(Data entries)
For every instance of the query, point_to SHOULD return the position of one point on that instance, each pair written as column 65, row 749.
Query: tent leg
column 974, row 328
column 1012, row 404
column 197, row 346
...
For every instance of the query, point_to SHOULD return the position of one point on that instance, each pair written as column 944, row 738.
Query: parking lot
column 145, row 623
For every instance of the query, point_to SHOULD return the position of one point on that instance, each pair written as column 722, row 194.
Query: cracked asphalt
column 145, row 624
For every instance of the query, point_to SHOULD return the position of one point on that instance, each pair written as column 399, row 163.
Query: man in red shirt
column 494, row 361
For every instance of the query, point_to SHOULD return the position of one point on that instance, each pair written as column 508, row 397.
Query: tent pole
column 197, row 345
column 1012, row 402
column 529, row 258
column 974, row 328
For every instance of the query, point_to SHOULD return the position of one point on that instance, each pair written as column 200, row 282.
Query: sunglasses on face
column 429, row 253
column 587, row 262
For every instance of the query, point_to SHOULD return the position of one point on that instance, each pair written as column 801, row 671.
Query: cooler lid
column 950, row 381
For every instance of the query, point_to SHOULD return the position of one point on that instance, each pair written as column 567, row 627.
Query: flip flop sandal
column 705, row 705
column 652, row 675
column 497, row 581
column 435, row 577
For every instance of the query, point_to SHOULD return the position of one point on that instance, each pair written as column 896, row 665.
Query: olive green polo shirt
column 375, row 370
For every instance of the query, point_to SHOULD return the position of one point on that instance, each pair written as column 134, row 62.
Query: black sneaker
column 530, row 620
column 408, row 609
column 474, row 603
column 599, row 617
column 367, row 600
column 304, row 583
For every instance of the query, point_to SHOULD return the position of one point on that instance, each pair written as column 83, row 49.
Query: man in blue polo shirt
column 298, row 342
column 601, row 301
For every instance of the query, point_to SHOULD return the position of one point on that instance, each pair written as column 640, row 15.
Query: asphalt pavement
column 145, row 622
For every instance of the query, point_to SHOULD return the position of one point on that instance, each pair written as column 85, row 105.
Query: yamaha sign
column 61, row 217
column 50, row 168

▶ **What you need to do**:
Retype the listing lines verbatim, beginning with the line that contains "200, row 282." and continuing through the line that contains "column 375, row 370", both included.

▶ **Correct answer**:
For every instance of the query, point_to SHOULD return the position of one point on that instance, each pair written as column 200, row 282.
Query: sunglasses on face
column 429, row 253
column 587, row 262
For every instance of the query, point_to SHOULD return the position of one point on that instance, each pair written as column 801, row 671.
Query: cooler lid
column 950, row 381
For every instance of the query, point_to SHOULD return the position of one point on that instance, each pair written as column 567, row 627.
Query: flip flop sandal
column 705, row 705
column 652, row 675
column 497, row 581
column 435, row 577
For every instance of the query, point_to SHOULD return the position of one point on that instance, each pair written as column 896, row 665.
Query: olive green polo shirt
column 375, row 370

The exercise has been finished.